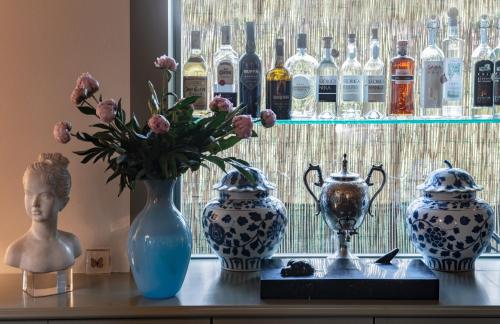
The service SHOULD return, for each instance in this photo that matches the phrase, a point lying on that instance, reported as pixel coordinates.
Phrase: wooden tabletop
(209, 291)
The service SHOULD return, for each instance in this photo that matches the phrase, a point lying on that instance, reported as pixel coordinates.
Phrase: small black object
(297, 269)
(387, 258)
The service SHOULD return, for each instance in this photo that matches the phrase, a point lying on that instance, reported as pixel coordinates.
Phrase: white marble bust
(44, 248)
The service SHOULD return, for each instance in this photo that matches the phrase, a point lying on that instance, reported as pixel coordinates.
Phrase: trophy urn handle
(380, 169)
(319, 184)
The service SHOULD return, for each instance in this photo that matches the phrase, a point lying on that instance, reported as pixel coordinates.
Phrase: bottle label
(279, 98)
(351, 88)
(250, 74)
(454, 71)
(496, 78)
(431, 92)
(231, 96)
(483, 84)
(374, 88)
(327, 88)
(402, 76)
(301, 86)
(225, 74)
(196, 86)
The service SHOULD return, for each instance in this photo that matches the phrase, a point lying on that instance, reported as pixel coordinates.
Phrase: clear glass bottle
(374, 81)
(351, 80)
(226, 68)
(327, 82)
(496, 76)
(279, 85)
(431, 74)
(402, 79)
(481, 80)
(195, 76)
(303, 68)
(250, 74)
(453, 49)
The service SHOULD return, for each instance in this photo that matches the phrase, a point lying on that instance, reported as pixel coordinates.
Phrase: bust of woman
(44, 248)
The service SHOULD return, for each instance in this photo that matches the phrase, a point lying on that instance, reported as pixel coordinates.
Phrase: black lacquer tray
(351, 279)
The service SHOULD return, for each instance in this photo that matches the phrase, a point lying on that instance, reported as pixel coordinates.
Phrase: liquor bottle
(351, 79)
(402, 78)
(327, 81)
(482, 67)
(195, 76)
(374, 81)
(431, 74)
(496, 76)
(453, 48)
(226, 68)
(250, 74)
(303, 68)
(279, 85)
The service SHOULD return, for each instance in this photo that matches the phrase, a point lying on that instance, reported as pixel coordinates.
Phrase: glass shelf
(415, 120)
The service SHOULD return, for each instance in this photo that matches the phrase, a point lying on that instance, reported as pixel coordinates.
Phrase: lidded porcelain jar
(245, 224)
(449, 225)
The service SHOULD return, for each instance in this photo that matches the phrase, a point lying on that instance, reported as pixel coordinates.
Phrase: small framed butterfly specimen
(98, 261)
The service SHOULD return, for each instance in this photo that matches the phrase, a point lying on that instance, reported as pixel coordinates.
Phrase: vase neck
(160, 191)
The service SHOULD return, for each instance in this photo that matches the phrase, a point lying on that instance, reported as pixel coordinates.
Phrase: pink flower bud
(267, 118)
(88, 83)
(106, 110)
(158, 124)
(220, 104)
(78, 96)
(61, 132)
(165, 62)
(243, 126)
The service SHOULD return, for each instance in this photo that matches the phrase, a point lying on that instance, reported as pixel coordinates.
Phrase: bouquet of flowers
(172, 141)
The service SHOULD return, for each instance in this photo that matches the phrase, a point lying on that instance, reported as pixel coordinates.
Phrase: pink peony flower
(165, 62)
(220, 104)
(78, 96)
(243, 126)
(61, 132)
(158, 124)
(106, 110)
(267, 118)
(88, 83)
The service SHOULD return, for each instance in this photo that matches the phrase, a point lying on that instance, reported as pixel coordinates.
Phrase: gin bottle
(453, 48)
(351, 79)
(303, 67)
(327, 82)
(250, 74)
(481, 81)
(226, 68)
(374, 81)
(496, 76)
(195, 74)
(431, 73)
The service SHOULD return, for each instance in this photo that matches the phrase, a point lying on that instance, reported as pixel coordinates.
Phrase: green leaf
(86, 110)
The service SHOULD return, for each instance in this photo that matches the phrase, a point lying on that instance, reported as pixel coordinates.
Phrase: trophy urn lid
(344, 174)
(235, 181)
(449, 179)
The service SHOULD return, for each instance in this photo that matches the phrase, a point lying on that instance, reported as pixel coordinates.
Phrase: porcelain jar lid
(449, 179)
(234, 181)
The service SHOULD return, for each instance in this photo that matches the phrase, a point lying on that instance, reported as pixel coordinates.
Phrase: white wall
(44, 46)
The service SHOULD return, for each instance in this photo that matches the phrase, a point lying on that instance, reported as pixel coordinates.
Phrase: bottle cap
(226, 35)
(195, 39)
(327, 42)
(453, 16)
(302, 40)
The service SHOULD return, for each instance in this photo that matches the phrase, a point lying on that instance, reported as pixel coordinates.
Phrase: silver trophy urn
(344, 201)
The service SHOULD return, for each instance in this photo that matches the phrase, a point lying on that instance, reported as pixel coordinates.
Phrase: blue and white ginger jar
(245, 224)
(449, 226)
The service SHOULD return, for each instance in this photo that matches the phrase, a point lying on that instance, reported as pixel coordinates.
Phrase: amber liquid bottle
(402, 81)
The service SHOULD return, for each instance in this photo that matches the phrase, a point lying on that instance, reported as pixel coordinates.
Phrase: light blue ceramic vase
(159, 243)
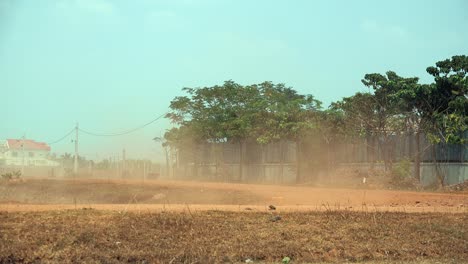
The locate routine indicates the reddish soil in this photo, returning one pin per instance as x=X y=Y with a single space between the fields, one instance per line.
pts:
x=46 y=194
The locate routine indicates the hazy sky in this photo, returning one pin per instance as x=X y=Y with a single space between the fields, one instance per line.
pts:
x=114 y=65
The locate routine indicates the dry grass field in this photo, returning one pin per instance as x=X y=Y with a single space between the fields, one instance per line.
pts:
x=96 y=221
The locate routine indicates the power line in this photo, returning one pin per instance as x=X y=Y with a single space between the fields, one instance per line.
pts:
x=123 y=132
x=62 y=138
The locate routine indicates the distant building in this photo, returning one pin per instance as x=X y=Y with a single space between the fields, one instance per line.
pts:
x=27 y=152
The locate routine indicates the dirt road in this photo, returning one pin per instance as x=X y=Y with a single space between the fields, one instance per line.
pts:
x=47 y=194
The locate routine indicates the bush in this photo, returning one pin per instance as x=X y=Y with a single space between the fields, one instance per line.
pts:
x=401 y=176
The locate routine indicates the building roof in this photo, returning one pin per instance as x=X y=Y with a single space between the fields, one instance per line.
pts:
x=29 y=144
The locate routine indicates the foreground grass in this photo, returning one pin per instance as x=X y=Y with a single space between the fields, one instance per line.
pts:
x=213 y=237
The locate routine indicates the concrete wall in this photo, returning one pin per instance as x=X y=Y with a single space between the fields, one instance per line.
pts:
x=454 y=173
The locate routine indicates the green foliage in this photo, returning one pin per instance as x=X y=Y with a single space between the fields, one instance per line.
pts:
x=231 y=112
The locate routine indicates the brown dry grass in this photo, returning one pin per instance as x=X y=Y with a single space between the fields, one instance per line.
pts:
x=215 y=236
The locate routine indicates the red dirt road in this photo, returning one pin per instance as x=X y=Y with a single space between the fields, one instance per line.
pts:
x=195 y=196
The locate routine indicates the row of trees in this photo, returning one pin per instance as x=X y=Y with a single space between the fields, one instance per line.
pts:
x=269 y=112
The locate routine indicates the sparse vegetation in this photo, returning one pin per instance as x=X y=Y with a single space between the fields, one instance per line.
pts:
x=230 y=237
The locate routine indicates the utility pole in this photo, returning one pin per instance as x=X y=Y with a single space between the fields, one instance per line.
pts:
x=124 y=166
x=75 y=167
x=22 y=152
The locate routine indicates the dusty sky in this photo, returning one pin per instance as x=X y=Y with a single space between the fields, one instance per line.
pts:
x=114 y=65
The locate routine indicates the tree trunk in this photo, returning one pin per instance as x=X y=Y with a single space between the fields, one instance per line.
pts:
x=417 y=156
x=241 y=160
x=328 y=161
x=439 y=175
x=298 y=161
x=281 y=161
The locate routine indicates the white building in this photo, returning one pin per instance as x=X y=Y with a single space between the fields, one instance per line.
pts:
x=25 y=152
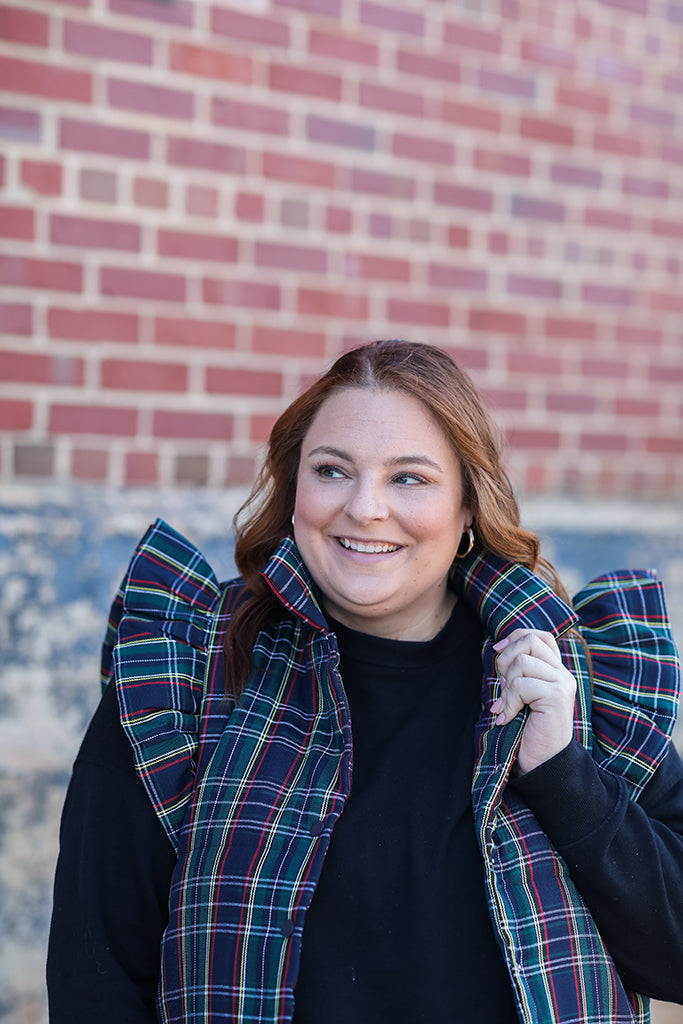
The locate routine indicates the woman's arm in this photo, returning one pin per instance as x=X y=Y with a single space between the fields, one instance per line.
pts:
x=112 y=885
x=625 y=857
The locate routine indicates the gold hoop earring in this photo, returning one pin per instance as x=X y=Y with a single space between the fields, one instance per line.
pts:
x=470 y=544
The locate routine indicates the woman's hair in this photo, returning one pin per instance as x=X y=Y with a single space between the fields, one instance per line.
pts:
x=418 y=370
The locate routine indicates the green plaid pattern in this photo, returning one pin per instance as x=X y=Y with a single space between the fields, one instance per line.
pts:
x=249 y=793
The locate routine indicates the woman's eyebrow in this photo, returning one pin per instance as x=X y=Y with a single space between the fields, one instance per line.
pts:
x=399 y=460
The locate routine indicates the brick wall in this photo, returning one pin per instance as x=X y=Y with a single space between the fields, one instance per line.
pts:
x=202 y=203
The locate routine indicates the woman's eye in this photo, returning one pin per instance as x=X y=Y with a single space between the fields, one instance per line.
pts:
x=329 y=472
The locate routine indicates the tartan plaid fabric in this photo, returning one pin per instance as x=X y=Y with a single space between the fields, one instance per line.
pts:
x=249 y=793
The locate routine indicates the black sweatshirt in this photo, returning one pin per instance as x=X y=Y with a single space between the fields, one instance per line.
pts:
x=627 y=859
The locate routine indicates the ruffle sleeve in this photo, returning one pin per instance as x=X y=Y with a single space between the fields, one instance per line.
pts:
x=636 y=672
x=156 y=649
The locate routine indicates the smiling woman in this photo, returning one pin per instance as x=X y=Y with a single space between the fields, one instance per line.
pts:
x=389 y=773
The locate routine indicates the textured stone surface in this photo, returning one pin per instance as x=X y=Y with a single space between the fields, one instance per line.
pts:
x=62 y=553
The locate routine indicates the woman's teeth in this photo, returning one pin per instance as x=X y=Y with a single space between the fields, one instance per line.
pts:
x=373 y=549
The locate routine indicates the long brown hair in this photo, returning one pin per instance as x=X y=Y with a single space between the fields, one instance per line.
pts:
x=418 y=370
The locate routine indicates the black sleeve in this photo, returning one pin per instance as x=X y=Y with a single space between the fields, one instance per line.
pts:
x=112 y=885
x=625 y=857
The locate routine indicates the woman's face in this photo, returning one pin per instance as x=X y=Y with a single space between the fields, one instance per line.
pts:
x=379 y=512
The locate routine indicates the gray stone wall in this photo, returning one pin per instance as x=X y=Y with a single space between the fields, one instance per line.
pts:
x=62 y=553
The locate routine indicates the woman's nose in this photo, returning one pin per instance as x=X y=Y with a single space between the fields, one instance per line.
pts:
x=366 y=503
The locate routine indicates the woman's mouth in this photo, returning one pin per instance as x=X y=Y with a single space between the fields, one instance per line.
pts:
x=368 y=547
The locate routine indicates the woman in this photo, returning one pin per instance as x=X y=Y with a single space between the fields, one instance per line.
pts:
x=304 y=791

◆ **Problem details**
Copy out all lines above holding "stone".

◆ **Task response**
The locate routine indicates the textured stone surface in this photo, returning one pin per instance as x=X y=Y with a single space between the fields, one instance per line.
The locate routine indicates the gray stone wall in this photo, returning one pin per instance as x=X y=Y with a single space between the fields, one instance per line.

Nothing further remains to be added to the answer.